# AIM OF THE TASK:
Convert all of the material below into a JSON list of strings, one string per line, omitting any blank lines.
• • • • •
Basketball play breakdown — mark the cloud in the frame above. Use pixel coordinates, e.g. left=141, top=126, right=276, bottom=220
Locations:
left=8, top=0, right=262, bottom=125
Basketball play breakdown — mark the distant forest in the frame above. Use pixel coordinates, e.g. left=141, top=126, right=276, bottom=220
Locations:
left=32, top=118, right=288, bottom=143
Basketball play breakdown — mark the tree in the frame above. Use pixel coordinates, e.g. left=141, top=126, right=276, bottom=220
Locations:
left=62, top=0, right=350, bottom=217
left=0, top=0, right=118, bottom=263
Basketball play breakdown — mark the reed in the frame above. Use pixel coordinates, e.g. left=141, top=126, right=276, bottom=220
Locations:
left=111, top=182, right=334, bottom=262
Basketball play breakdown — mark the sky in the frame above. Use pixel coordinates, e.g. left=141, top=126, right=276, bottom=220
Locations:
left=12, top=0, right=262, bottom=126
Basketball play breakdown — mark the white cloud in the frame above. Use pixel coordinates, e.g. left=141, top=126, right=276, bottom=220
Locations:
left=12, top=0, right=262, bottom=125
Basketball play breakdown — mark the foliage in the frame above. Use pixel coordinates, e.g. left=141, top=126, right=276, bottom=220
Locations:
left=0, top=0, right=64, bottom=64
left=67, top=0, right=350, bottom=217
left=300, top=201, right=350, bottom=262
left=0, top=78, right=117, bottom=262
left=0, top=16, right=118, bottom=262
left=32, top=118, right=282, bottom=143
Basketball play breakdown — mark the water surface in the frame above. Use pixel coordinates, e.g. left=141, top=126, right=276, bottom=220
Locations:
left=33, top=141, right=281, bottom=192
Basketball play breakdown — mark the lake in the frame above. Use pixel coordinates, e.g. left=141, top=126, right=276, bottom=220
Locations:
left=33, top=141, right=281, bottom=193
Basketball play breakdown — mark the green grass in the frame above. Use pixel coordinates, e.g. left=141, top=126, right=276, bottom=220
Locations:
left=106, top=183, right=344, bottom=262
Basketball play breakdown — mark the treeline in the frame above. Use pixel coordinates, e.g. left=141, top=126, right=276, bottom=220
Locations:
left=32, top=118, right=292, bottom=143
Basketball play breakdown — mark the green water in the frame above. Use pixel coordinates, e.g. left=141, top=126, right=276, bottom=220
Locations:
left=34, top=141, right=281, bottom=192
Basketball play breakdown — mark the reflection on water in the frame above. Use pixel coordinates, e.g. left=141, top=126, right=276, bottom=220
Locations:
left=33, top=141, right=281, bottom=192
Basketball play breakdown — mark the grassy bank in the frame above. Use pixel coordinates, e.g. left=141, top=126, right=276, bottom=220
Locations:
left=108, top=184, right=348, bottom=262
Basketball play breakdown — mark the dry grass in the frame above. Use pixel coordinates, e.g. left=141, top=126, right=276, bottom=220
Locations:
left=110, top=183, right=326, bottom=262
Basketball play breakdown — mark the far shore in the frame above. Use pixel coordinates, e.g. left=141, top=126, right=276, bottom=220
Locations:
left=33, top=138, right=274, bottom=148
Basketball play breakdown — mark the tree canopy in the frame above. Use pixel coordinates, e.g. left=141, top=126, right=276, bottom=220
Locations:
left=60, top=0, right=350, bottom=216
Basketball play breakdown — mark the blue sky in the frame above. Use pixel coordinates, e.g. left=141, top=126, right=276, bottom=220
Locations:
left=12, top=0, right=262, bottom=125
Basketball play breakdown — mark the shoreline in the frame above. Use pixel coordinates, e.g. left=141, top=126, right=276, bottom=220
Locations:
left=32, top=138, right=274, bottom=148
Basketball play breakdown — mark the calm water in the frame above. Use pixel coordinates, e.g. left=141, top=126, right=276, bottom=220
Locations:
• • • • •
# RESPONSE TO THE EXERCISE:
[
  "Basketball play breakdown — mark the cloud in the frame above. Use pixel coordinates, e.g. left=141, top=126, right=276, bottom=220",
  "Locations:",
  "left=8, top=0, right=262, bottom=125",
  "Basketball play breakdown — mark the distant forest in the frame above. Use pixel coordinates, e.g. left=141, top=126, right=276, bottom=220",
  "Locations:",
  "left=32, top=118, right=288, bottom=143",
  "Basketball play breakdown — mark the tree in the frame above. Use pixel coordinates, e.g. left=141, top=126, right=276, bottom=220",
  "Locations:",
  "left=62, top=0, right=350, bottom=217",
  "left=0, top=0, right=118, bottom=263",
  "Basketball play breakdown — mark the reed in the frame above. Use pixel coordinates, e.g. left=141, top=126, right=276, bottom=220",
  "Locations:",
  "left=111, top=182, right=334, bottom=262",
  "Basketball play breakdown — mark the sky in the frame above. Use pixel coordinates, e.g. left=141, top=126, right=276, bottom=220",
  "Locations:",
  "left=12, top=0, right=262, bottom=126",
  "Basketball play breakdown — mark the white cloud in the frame above. Use pixel coordinates, e.g. left=141, top=126, right=276, bottom=220",
  "Locations:",
  "left=12, top=0, right=262, bottom=125",
  "Basketball play breakdown — mark the foliage in the frame above. Use pixel coordinates, e.g. left=141, top=126, right=276, bottom=220",
  "Locations:",
  "left=0, top=0, right=64, bottom=64",
  "left=67, top=0, right=350, bottom=217",
  "left=300, top=201, right=350, bottom=262",
  "left=0, top=78, right=117, bottom=262",
  "left=0, top=16, right=118, bottom=262",
  "left=32, top=118, right=282, bottom=143",
  "Basketball play breakdown — mark the water surface in the frame above. Use pixel coordinates, e.g. left=141, top=126, right=276, bottom=220",
  "Locations:",
  "left=33, top=141, right=281, bottom=192",
  "Basketball play breakdown — mark the lake in the frame above. Use pixel coordinates, e.g. left=141, top=126, right=276, bottom=220",
  "Locations:",
  "left=33, top=141, right=281, bottom=193",
  "Basketball play breakdown — mark the green grass in the frame above. Use pixel coordinates, e.g. left=141, top=126, right=276, bottom=220",
  "Locations:",
  "left=106, top=183, right=344, bottom=262",
  "Basketball play breakdown — mark the treeline in the frame above. Use pixel coordinates, e.g. left=141, top=126, right=276, bottom=220",
  "Locations:",
  "left=32, top=118, right=292, bottom=143",
  "Basketball play breakdown — mark the green water in the frame above. Use pixel coordinates, e.g. left=141, top=126, right=276, bottom=220",
  "Locations:",
  "left=34, top=141, right=281, bottom=192",
  "Basketball play breakdown — mark the reflection on water in the frame above. Use pixel coordinates, e.g. left=141, top=126, right=276, bottom=220",
  "Locations:",
  "left=33, top=141, right=281, bottom=192",
  "Basketball play breakdown — mark the grassy bank in the frame above. Use pixel coordinates, e.g. left=141, top=126, right=276, bottom=220",
  "Locations:",
  "left=108, top=184, right=348, bottom=262",
  "Basketball play breakdown — mark the dry grass in the frame above. Use pixel coordinates, e.g. left=141, top=126, right=276, bottom=220",
  "Locations:",
  "left=110, top=183, right=326, bottom=262",
  "Basketball play breakdown — mark the far shore in the frame above. Use pixel coordinates, e.g. left=141, top=126, right=276, bottom=220",
  "Locations:",
  "left=33, top=138, right=274, bottom=148",
  "Basketball play breakdown — mark the tree canopy in the frame above. Use pixel coordinates, e.g. left=141, top=126, right=276, bottom=220",
  "Locations:",
  "left=60, top=0, right=350, bottom=216",
  "Basketball play breakdown — mark the blue sky in the frame above. Use pixel coordinates, e.g. left=141, top=126, right=276, bottom=220",
  "Locations:",
  "left=12, top=0, right=262, bottom=125",
  "Basketball play breakdown — mark the shoreline in the frame above. Use pixel coordinates, e.g. left=141, top=126, right=276, bottom=220",
  "Locations:",
  "left=32, top=138, right=274, bottom=148",
  "Basketball play breakdown — mark the calm water in the frame above. Use pixel coordinates, e.g. left=141, top=126, right=276, bottom=220",
  "Locations:"
]